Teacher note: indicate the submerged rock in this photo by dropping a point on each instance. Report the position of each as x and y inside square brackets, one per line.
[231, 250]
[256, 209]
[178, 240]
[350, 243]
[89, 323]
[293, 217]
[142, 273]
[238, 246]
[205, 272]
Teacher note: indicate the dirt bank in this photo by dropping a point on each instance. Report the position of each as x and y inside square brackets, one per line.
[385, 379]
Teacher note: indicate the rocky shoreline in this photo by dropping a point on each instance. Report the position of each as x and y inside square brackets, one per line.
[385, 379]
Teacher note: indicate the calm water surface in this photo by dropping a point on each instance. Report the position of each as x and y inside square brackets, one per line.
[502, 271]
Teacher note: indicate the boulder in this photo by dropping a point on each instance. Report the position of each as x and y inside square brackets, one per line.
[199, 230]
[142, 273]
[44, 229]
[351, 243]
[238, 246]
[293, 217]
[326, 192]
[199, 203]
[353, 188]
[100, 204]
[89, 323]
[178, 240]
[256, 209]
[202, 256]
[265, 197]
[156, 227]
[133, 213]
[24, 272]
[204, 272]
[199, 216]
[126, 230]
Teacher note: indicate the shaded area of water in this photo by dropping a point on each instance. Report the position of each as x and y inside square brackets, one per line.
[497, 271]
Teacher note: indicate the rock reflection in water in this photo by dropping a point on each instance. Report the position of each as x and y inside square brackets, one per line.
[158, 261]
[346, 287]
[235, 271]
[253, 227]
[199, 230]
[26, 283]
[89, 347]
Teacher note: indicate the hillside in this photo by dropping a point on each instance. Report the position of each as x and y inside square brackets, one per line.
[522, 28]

* [Task goal] Every line in the material must be retyped exactly, with none omitted.

* [Finished task]
Teacher note: indicate the submerged rock in this photo by dropping a point on each instance. Report the position of each as x and y inside square brackets, one per line.
[231, 250]
[256, 209]
[178, 240]
[350, 243]
[89, 323]
[293, 217]
[142, 273]
[238, 246]
[205, 272]
Teacher note: indicate the dirt bank in this photo by dropping a point on each instance. Report the position of each as x and y inside square brackets, one per line.
[385, 379]
Teacher note: indicate the rocky shoreline in this photo by dropping a point on each instance. Report the position of each as x and y inside square brackets, one per line.
[385, 379]
Teacher note: indicate the calm water surface in this photo by dropping a point on each instance. Report the position of each as x and y inside square brackets, one per line.
[502, 271]
Teacher note: indicate the boulder in this photo by dropping a point on each instance. Report the position of each as x and y inside square brackets, one per line.
[199, 230]
[142, 273]
[44, 229]
[351, 243]
[238, 246]
[293, 217]
[326, 192]
[199, 203]
[353, 188]
[100, 204]
[89, 323]
[178, 240]
[256, 209]
[202, 256]
[265, 197]
[156, 227]
[133, 213]
[24, 272]
[204, 272]
[199, 216]
[126, 230]
Teacher note: indicate the shaded area of water in this photo by dropping a point on each instance. Report the position of each as x and y inside square brackets, one per line.
[497, 271]
Teacher note: indicate the rock reflection in water in this photo by dropping a point on each instance. Report the position of each as x and y inside square brackets, one per line.
[158, 261]
[346, 287]
[235, 271]
[253, 227]
[199, 230]
[26, 283]
[89, 347]
Teacher note: indicate the hillside in this photo by dropping a point on each instance. Report the position of each as x and y inside square brackets, one per line.
[522, 28]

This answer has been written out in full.